### Text extract

Tom Mix was the greatest of the silent-era movie cowboys, and a cowboy
in real-life as well. He reportedly could knock a button off of a shirt
with a rifle shot, and jump off a horse into a railroad box car. He
was married seven times to six different women.
Tom was 60 years
old on October 11, 1940 and behind the wheel of a V8 convertible, not
in a saddle, when he decided to race north across the Arizona desert
to visit his son-in-law. No one knows how fast he was going when he
saw the road repair crew, but some say that he was standing straight
up on the brakes, trying to stop, when his car flew into the washed-out
gully. Tom's aluminum suitcase was thrown out of the back seat and into
the back of Tom's head (He was wearing his trademark 10-Gallon white
Stetson at the time). Mix emerged apparently unscathed from the car
-- which was not badly damaged -- took one step, and crumpled, dead
of a broken neck.

######
### Record list

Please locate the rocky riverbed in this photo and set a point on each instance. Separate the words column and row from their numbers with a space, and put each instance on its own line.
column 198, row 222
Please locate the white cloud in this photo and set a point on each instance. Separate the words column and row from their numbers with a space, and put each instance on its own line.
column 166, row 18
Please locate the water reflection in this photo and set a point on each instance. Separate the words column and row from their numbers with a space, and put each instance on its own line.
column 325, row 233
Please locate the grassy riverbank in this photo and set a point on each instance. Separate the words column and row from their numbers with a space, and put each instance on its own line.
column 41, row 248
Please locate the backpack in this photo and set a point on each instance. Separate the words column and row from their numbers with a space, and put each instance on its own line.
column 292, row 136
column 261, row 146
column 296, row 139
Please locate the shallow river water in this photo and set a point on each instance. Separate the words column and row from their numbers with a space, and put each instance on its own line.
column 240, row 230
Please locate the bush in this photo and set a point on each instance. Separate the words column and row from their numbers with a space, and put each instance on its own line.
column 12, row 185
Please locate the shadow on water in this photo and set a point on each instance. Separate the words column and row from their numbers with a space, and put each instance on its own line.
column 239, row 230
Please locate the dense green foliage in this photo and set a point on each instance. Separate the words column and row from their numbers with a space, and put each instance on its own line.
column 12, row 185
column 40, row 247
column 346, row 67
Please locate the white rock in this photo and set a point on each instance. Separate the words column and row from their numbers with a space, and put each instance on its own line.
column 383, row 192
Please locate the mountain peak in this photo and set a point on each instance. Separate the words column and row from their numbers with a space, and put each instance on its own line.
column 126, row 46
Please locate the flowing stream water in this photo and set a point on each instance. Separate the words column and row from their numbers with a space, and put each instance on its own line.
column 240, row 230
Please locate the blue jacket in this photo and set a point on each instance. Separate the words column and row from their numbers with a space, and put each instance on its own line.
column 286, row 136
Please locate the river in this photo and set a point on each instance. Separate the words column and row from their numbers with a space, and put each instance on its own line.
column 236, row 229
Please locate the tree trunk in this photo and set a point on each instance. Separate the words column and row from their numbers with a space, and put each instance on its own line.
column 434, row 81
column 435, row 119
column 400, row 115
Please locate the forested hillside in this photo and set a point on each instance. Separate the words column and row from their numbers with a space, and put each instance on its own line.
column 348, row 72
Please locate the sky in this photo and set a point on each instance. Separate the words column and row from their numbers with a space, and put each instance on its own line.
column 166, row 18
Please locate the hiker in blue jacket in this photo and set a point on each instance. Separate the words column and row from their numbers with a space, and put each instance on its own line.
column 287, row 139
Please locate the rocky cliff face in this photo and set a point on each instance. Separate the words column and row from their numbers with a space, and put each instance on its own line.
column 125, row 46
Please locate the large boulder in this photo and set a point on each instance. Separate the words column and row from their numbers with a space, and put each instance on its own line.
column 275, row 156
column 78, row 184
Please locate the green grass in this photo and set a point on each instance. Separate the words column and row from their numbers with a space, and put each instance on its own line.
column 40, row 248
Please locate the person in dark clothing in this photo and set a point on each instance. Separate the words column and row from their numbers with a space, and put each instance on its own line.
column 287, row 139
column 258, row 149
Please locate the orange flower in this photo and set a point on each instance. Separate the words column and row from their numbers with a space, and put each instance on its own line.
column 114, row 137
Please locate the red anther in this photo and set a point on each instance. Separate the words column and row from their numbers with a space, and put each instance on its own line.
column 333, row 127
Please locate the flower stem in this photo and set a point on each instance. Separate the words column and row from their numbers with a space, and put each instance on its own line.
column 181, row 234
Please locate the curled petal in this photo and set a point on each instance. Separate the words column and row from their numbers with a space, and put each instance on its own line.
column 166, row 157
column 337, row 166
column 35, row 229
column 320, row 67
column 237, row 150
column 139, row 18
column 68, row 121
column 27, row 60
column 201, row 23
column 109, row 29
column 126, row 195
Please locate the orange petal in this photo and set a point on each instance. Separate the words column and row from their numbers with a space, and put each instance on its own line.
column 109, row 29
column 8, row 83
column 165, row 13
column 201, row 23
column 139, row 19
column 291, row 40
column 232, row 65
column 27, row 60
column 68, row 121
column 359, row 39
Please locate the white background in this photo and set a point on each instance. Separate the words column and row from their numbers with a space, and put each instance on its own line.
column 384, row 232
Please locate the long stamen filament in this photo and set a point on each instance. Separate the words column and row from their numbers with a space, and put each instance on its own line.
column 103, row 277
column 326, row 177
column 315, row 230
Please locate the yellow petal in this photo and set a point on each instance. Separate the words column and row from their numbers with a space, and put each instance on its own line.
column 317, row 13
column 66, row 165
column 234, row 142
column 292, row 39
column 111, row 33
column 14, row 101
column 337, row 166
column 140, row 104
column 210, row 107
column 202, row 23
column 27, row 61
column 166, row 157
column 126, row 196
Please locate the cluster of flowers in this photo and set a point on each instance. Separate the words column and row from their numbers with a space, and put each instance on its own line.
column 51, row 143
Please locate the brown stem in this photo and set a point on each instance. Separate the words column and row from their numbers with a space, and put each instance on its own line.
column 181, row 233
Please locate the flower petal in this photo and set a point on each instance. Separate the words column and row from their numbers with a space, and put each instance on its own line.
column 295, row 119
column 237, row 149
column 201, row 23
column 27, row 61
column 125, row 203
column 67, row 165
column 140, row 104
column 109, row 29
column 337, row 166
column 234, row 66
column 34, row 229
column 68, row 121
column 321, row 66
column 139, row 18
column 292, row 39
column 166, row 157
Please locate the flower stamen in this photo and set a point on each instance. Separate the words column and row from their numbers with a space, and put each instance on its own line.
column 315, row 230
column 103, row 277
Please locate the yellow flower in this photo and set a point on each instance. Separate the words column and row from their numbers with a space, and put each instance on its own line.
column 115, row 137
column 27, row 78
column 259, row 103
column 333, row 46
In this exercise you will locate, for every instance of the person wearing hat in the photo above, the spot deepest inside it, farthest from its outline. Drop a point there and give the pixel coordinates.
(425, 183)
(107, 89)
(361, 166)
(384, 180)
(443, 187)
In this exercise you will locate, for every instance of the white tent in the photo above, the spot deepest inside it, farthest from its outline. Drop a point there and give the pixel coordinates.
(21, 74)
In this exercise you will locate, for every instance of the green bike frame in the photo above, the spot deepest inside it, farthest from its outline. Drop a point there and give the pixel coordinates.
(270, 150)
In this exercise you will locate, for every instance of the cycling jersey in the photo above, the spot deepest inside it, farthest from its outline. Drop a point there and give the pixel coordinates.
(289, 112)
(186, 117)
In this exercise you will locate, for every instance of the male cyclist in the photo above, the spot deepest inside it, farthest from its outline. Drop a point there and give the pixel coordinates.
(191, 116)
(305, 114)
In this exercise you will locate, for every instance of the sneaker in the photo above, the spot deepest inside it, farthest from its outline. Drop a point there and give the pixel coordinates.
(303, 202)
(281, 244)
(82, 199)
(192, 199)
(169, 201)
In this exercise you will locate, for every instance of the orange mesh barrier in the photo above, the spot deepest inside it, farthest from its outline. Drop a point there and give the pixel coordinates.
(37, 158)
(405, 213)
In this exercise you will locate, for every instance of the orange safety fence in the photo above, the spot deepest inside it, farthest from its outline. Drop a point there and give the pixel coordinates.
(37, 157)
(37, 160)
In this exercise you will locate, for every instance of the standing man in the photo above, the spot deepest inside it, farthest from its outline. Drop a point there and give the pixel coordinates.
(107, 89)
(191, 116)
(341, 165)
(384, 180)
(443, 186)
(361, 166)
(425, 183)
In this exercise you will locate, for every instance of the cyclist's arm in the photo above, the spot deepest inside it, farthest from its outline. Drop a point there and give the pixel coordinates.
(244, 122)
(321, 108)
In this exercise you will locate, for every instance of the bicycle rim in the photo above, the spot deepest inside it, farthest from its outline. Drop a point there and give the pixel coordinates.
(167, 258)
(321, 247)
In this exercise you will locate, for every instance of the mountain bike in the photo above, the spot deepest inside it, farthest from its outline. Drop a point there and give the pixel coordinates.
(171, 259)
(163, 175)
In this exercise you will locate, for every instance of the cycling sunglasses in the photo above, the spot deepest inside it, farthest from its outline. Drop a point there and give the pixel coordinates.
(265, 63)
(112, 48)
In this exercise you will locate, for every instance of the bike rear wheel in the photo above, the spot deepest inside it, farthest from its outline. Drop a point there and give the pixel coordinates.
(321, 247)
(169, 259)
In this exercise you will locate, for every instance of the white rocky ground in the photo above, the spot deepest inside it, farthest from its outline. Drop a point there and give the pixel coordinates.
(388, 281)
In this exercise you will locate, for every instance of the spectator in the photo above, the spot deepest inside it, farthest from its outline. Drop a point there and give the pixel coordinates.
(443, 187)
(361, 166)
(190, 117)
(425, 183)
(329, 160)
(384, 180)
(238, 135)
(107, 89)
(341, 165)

######

## What is asked
**1.** List every number that appears in the Tom Mix text and say what each one refers to.
**2.** According to the Tom Mix text, why was he racing north across the Arizona desert on October 11, 1940?
The entries aren't needed for the tasks that remain.

## Results of the exercise
**1.**
- Seven: the number of times he was married.
- Six: the number of different women he married.
- 60: his age in years.
- 11 and 1940: the date October 11, 1940.
- 8: the V8 convertible he was driving.
- 10: his trademark 10-Gallon white Stetson.

**2.** He was on his way to visit his son-in-law. He was driving a V8 convertible.